-- Text --
┌────────
This Christmas, millions of children will be anxiously awaiting the annual visit from Santa Claus. They were good all year just so Santa could bring them exactly what they asked for. Most will write letters and mail them to the North Pole. Many will even wait in line for what seems like an eternity just to sit on his lap and talk to him in person. When Christmas morning finally arrives, their little eyes will light up brighter than the Griswolds' house when they tear off the wrapping paper and see that Santa delivered on his promise. All the joy of childhood and its simple innocence is summed up in one amazing moment.
This needs to stop.
Let me tell you a story. When I was a little boy, I wanted a bicycle more than anything. Unfortunately, my dad was a drunk and frequently unemployed. My only hope was Kris Kringle. I wrote him letters begging for a bike. For years, my wish went ungranted. Until one Christmas morning, I ran into the living room and saw a large present "from Santa." I'll give you a moment to guess what it was. Time's up. A bike!
└────────
-- Written instruction 1 --
Report every line of the rows below that contains the string "flooring". Case counts.

-- Provided entries --
┌────────
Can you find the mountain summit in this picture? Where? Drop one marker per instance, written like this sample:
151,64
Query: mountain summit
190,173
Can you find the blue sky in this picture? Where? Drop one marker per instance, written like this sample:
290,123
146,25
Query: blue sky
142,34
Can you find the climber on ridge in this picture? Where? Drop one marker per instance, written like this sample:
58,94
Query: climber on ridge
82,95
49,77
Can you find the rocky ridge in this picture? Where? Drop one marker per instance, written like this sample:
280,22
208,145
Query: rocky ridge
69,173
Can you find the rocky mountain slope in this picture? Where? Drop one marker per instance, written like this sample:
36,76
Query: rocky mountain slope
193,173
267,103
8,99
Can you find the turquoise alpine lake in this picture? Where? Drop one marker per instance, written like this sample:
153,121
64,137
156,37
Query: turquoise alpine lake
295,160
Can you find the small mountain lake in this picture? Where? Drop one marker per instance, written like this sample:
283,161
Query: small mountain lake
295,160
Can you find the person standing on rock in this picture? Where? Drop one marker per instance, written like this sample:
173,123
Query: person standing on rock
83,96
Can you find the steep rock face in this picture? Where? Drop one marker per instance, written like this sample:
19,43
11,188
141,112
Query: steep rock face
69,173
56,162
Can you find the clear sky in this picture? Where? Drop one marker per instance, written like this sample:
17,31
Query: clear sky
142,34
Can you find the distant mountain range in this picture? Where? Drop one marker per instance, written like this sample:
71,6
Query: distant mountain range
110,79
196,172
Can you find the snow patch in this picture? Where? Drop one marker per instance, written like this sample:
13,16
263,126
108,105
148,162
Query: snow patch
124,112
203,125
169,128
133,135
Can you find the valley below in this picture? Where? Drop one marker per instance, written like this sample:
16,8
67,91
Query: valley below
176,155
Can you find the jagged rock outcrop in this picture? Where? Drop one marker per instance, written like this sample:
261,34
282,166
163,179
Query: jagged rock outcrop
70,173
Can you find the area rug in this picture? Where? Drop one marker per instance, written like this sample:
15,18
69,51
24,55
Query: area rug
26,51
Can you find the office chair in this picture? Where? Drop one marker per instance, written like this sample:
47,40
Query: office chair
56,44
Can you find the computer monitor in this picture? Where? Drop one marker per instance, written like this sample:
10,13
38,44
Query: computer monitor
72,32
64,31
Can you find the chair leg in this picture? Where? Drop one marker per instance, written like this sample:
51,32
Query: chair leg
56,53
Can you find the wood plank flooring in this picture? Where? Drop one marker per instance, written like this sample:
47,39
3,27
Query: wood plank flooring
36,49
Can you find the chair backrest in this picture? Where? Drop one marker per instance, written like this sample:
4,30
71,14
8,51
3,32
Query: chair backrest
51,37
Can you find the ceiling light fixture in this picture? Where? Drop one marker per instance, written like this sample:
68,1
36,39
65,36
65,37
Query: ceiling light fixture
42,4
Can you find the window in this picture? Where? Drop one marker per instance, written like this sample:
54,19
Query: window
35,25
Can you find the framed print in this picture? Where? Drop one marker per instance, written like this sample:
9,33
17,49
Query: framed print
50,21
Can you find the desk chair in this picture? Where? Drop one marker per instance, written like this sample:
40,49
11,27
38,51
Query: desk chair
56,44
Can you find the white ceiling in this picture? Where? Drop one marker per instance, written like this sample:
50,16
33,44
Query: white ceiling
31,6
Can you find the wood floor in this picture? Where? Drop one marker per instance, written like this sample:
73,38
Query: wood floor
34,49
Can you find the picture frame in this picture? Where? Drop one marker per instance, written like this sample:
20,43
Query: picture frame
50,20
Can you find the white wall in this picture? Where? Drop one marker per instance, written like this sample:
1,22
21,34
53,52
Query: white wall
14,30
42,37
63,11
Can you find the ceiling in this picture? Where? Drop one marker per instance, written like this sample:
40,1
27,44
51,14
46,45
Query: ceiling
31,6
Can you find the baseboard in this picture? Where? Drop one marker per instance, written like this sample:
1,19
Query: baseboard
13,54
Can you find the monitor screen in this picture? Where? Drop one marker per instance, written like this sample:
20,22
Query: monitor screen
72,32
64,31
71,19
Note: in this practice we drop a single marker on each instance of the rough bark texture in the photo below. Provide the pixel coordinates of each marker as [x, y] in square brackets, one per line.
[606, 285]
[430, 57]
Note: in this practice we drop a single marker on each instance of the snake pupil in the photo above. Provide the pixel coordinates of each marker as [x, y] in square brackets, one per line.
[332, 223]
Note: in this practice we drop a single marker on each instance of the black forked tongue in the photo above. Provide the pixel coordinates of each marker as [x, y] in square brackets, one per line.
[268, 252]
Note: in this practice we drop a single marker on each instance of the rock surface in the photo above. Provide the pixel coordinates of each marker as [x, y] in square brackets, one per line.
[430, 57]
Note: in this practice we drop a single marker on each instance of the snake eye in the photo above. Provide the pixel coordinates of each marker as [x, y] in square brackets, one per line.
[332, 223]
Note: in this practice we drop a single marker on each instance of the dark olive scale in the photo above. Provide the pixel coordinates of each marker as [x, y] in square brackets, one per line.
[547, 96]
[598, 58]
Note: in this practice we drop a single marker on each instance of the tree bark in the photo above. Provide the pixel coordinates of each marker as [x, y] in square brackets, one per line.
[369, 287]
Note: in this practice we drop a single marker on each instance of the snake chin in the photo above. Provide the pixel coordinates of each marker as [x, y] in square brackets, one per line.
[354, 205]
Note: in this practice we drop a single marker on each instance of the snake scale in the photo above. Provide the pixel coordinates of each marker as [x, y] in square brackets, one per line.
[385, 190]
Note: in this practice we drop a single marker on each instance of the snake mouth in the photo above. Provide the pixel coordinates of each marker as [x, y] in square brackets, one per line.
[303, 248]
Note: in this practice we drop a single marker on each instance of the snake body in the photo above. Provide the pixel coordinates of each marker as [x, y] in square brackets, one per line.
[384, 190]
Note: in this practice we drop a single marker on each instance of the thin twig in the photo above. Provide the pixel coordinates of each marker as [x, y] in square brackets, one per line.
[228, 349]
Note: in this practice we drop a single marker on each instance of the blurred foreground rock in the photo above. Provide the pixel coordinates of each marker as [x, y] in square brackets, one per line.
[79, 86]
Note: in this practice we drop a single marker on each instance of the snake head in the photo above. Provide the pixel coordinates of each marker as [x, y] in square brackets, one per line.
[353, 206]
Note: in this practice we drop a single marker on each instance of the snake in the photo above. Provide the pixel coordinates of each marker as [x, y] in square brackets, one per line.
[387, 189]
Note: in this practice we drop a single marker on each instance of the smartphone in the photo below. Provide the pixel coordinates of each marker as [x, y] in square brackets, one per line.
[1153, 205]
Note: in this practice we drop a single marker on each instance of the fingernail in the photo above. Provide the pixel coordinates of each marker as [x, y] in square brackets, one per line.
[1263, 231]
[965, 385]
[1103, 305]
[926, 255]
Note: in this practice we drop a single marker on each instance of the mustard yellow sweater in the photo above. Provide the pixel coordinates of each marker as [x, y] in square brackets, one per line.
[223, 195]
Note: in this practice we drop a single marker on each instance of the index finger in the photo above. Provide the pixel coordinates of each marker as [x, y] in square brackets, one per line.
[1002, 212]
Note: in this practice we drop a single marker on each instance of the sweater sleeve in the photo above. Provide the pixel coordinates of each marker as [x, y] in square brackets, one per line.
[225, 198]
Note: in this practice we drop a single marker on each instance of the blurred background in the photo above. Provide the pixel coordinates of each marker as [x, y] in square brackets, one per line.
└────────
-- Written instruction 2 --
In the Santa Claus text above, what did the writer want more than anything as a little boy?

-- Exercise response 1 --
Can you find the wood plank flooring in this picture? Where? Drop one marker per instance, written like this sample:
Query: wood plank flooring

-- Exercise response 2 --
A bicycle.